_REQUIREMENT_.
Locate each line in the records that contains the word "positive", treating case as significant, and copy those lines.

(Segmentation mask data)
§

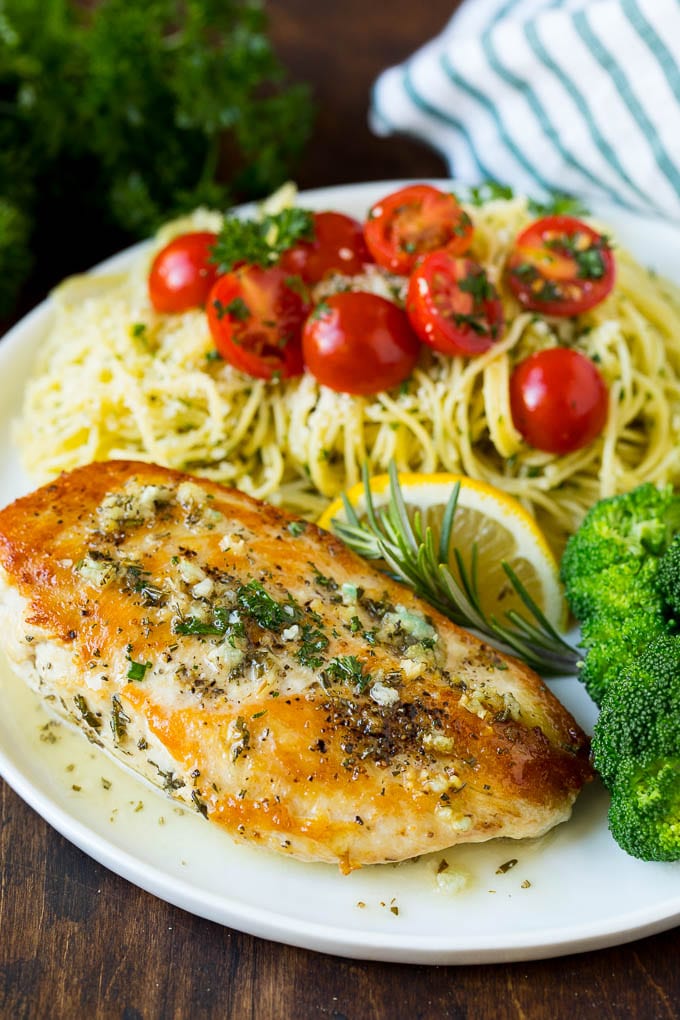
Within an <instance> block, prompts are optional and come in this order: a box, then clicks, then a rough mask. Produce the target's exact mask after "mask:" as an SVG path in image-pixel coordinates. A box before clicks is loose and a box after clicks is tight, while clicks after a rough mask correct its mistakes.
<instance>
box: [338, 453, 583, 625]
mask: <svg viewBox="0 0 680 1020" xmlns="http://www.w3.org/2000/svg"><path fill="white" fill-rule="evenodd" d="M399 482H400V488H401V490H402V494H403V496H404V501H405V504H406V508H407V511H408V513H409V517H410V518H411V519H412V520H413V518H414V516H415V514H416V513H419V514H420V518H421V521H422V525H423V530H424V528H425V527H427V526H429V527H431V528H432V531H433V533H434V535H435V538H438V534H439V532H440V528H441V522H442V518H443V514H444V510H446V507H447V503H448V502H449V499H450V497H451V494H452V491H453V489H454V486H455V484H456V482H459V483H460V492H459V497H458V506H457V510H456V517H455V522H454V528H453V533H452V559H451V565H452V570H453V572H454V575H455V576H458V570H457V568H456V566H455V560H454V557H453V549H454V548H456V549H458V550H459V552H460V553H461V555H462V557H463V562H464V565H465V567H466V568H467V569H468V571H469V567H470V563H471V555H472V550H473V548H474V547H476V557H477V560H476V577H477V591H478V595H479V602H480V604H481V607H482V609H483V610H484V612H485V613H486V615H487V616H495V617H496V618H499V619H505V614H506V613H507V612H508V611H510V610H517V611H518V612H520V613H522V615H526V607H525V606H524V603H523V602H522V600H521V598H520V596H519V595H518V594H517V593H516V592H515V590H514V588H513V585H512V584H511V583H510V579H509V577H508V575H507V573H506V571H505V570H504V568H503V562H504V561H505V562H506V563H508V564H509V566H510V567H511V568H512V569H513V571H514V572H515V574H516V575H517V577H518V578H519V579H520V581H521V582H522V584H523V585H524V588H525V589H526V591H527V592H528V593H529V595H530V596H531V598H532V599H533V601H534V602H535V604H536V605H537V606H538V608H539V609H540V611H541V612H542V614H543V616H545V618H546V619H547V620H548V622H550V623H551V624H552V625H553V626H554V627H555V628H556V629H557V630H560V631H563V630H564V628H565V625H566V622H567V606H566V602H565V598H564V594H563V590H562V585H561V582H560V575H559V566H558V563H557V560H556V559H555V556H554V555H553V552H552V551H551V548H550V546H548V545H547V542H546V541H545V538H544V537H543V534H542V532H541V530H540V528H539V527H538V525H537V524H536V522H535V520H534V519H533V517H532V516H531V515H530V514H529V513H528V512H527V511H526V510H525V509H524V507H523V506H522V505H521V503H518V501H517V500H515V499H514V498H513V497H512V496H509V495H508V494H507V493H504V492H502V491H501V490H499V489H495V488H494V487H493V486H489V484H487V483H486V482H484V481H478V480H476V479H475V478H468V477H466V476H464V475H457V474H443V473H441V474H409V473H405V474H400V475H399ZM370 488H371V495H372V498H373V505H374V507H375V510H376V511H379V510H381V509H383V508H384V507H386V505H387V504H388V502H389V497H390V490H389V476H388V475H387V474H379V475H376V476H374V477H373V478H371V480H370ZM346 496H347V499H348V500H349V502H350V505H351V506H352V507H353V508H354V510H355V512H356V514H357V516H358V517H359V519H360V520H361V519H362V518H363V517H365V507H366V499H365V491H364V486H363V483H359V484H357V486H354V487H353V488H352V489H350V490H349V491H348V492H347V493H346ZM333 519H338V520H339V521H346V520H347V514H346V511H345V505H344V503H343V500H342V499H337V500H335V501H334V502H333V503H331V504H330V506H329V507H328V508H327V509H326V510H325V512H324V513H323V514H322V516H321V517H320V519H319V525H320V526H321V527H323V528H325V529H326V530H329V531H330V530H332V521H333Z"/></svg>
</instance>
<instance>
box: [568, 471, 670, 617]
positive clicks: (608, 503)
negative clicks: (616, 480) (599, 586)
mask: <svg viewBox="0 0 680 1020" xmlns="http://www.w3.org/2000/svg"><path fill="white" fill-rule="evenodd" d="M678 529H680V496H678V495H676V494H674V492H673V489H672V487H671V486H666V487H663V488H657V486H652V484H651V482H645V483H644V484H642V486H638V487H637V489H633V491H632V492H630V493H625V494H623V495H620V496H613V497H611V498H610V499H607V500H600V501H599V502H598V503H596V504H595V505H594V506H593V507H592V508H591V509H590V510H589V511H588V513H587V514H586V515H585V517H584V519H583V522H582V524H581V526H580V527H579V528H578V530H577V531H576V532H575V533H574V534H573V535H572V537H571V538H570V539H569V542H568V543H567V548H566V550H565V553H564V556H563V558H562V579H563V581H564V583H565V585H566V586H567V596H568V598H569V599H570V600H571V599H572V598H575V597H576V598H578V593H579V591H580V588H581V585H582V583H583V582H584V580H586V579H587V578H590V577H592V576H593V575H597V574H598V573H600V572H601V571H603V570H606V569H607V568H608V567H611V566H614V565H615V564H617V563H622V562H624V561H630V560H638V561H639V560H644V559H646V558H647V556H649V555H651V556H661V555H662V553H664V552H665V551H666V549H667V547H668V545H669V543H670V541H671V539H672V537H673V534H674V532H675V531H676V530H678Z"/></svg>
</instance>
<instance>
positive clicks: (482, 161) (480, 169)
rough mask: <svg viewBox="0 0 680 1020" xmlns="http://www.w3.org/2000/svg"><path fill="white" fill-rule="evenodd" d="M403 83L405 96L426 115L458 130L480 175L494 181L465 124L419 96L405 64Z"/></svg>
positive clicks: (454, 169) (485, 178)
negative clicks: (471, 137)
mask: <svg viewBox="0 0 680 1020" xmlns="http://www.w3.org/2000/svg"><path fill="white" fill-rule="evenodd" d="M403 83H404V91H405V92H406V94H407V96H408V97H409V99H410V100H411V102H412V103H413V105H414V106H416V107H417V108H418V109H419V110H421V111H422V112H423V113H426V114H427V115H428V116H430V117H432V118H433V119H434V120H438V121H439V123H444V124H447V125H448V126H449V127H453V129H454V130H455V131H457V132H459V134H460V135H461V137H462V138H463V139H464V141H465V143H466V145H467V147H468V149H469V150H470V154H471V156H472V160H473V162H474V163H476V164H477V168H478V170H479V173H480V175H481V177H482V179H486V180H487V181H494V180H495V177H496V174H495V173H493V172H492V171H491V170H489V169H488V167H487V166H485V165H484V163H483V161H482V159H481V158H480V156H479V153H478V152H477V148H476V146H475V144H474V142H473V141H472V139H471V137H470V135H469V133H468V131H467V129H466V127H465V125H464V124H463V123H462V122H461V121H460V120H459V119H458V118H457V117H454V116H452V115H451V114H450V113H448V112H444V111H443V110H440V109H438V108H437V107H435V106H433V105H432V103H430V102H428V100H426V99H425V98H424V97H423V96H421V94H420V93H419V92H418V90H417V89H416V87H415V85H414V84H413V79H412V77H411V72H410V70H409V67H408V66H406V67H405V68H404V70H403ZM453 171H454V173H455V172H456V167H454V168H453Z"/></svg>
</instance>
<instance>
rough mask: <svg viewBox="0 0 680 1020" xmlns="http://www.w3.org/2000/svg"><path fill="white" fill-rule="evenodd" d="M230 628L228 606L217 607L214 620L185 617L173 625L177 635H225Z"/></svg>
mask: <svg viewBox="0 0 680 1020" xmlns="http://www.w3.org/2000/svg"><path fill="white" fill-rule="evenodd" d="M228 626H229V610H228V609H227V607H226V606H215V607H214V608H213V610H212V618H211V619H209V620H204V619H201V618H200V617H198V616H185V617H184V619H181V620H175V622H174V623H173V624H172V632H173V633H175V634H195V635H197V634H223V633H226V630H227V628H228Z"/></svg>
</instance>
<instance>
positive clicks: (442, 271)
mask: <svg viewBox="0 0 680 1020" xmlns="http://www.w3.org/2000/svg"><path fill="white" fill-rule="evenodd" d="M406 310H407V313H408V316H409V318H410V320H411V324H412V325H413V328H414V329H415V330H416V333H417V334H418V336H419V337H420V339H421V340H422V341H423V343H424V344H427V345H428V346H429V347H432V348H433V349H434V350H435V351H438V352H439V353H440V354H449V355H455V354H462V355H465V356H468V357H469V356H471V355H475V354H482V353H483V352H484V351H487V350H488V349H489V347H490V346H491V345H492V344H493V342H494V341H496V340H498V339H499V337H500V336H501V334H502V331H503V321H504V320H503V305H502V303H501V299H500V298H499V296H498V294H496V293H495V288H494V287H493V285H492V284H491V283H490V282H489V279H488V277H487V276H486V271H485V270H484V268H483V266H481V265H479V263H478V262H473V261H472V259H469V258H455V257H454V256H453V255H450V254H449V253H448V252H447V251H436V252H432V254H431V255H427V256H426V257H425V258H424V259H423V260H422V262H421V263H420V264H419V265H418V266H417V267H416V268H415V269H414V271H413V272H412V274H411V278H410V281H409V291H408V295H407V299H406Z"/></svg>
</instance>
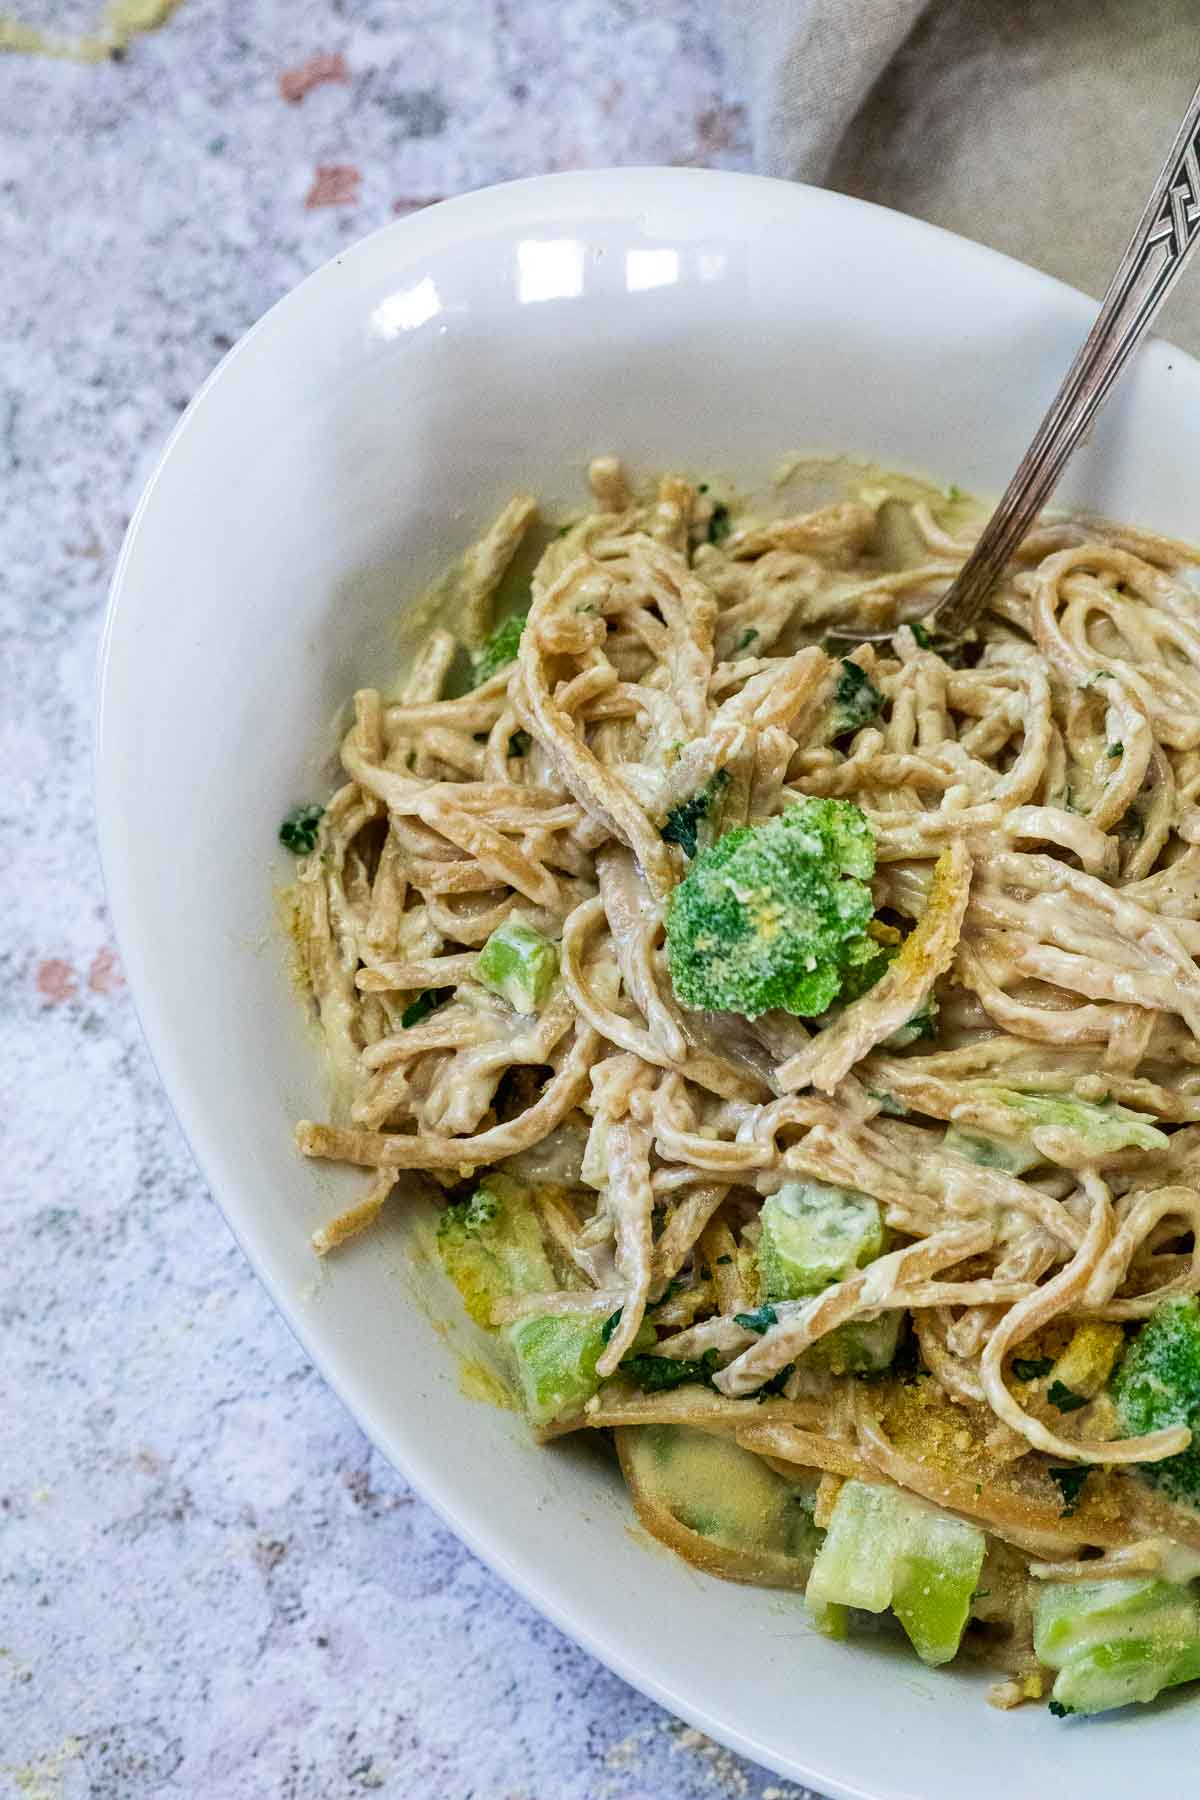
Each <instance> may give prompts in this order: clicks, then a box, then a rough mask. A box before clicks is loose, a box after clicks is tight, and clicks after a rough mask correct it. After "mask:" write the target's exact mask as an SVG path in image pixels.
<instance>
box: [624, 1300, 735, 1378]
mask: <svg viewBox="0 0 1200 1800" xmlns="http://www.w3.org/2000/svg"><path fill="white" fill-rule="evenodd" d="M617 1318H621V1314H617ZM613 1330H615V1327H613ZM610 1336H612V1334H610ZM621 1372H622V1373H624V1375H628V1377H630V1381H631V1382H635V1386H639V1388H640V1390H642V1393H666V1391H667V1388H682V1384H684V1382H685V1381H700V1382H703V1384H705V1386H709V1388H711V1386H712V1375H714V1373H716V1350H705V1352H703V1355H702V1357H698V1359H693V1357H675V1355H628V1357H624V1361H622V1363H621Z"/></svg>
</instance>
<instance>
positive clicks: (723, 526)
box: [709, 500, 734, 544]
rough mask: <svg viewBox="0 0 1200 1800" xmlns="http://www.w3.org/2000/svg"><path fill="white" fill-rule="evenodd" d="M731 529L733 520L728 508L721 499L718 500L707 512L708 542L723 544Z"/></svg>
mask: <svg viewBox="0 0 1200 1800" xmlns="http://www.w3.org/2000/svg"><path fill="white" fill-rule="evenodd" d="M732 529H734V522H732V518H730V517H729V508H727V506H725V502H723V500H718V502H716V506H714V508H712V511H711V513H709V544H723V542H725V538H727V536H729V533H730V531H732Z"/></svg>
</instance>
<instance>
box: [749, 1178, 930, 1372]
mask: <svg viewBox="0 0 1200 1800" xmlns="http://www.w3.org/2000/svg"><path fill="white" fill-rule="evenodd" d="M759 1219H761V1228H763V1229H761V1237H759V1247H757V1265H759V1287H761V1292H763V1296H765V1298H766V1300H804V1298H806V1296H808V1294H819V1292H820V1291H822V1289H824V1287H829V1285H831V1283H833V1282H844V1280H846V1276H847V1274H853V1273H855V1269H862V1267H864V1265H865V1264H869V1262H874V1258H876V1256H880V1255H882V1253H883V1249H885V1246H887V1231H885V1228H883V1215H882V1211H880V1204H878V1201H873V1199H871V1195H869V1193H856V1192H855V1190H853V1188H831V1186H826V1184H824V1183H820V1181H786V1183H784V1184H783V1188H779V1192H777V1193H770V1195H768V1197H766V1199H765V1201H763V1211H761V1215H759ZM903 1323H905V1316H903V1312H901V1310H900V1309H894V1310H891V1312H882V1314H880V1316H878V1318H876V1319H847V1323H846V1325H838V1327H837V1328H835V1330H831V1332H829V1334H828V1336H826V1337H822V1339H820V1341H819V1343H815V1345H813V1346H811V1350H806V1352H804V1361H806V1363H810V1364H813V1366H817V1364H820V1366H822V1368H829V1370H833V1373H837V1375H846V1373H855V1375H865V1373H878V1372H880V1370H883V1368H891V1364H892V1361H894V1357H896V1350H898V1345H900V1334H901V1330H903Z"/></svg>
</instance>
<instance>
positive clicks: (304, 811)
mask: <svg viewBox="0 0 1200 1800" xmlns="http://www.w3.org/2000/svg"><path fill="white" fill-rule="evenodd" d="M324 810H326V808H324V806H293V808H291V812H290V814H288V817H286V819H284V821H282V824H281V826H279V842H281V844H282V846H284V850H290V851H291V855H293V857H308V855H309V853H311V851H313V850H315V848H317V828H318V824H320V821H322V815H324Z"/></svg>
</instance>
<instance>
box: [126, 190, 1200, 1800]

§

_SOLUTION TO THE PROBLEM_.
positive clicks: (608, 503)
positive clicks: (482, 161) (480, 169)
positive clicks: (454, 169) (485, 178)
positive clicks: (442, 271)
positive clicks: (723, 526)
positive clicks: (304, 811)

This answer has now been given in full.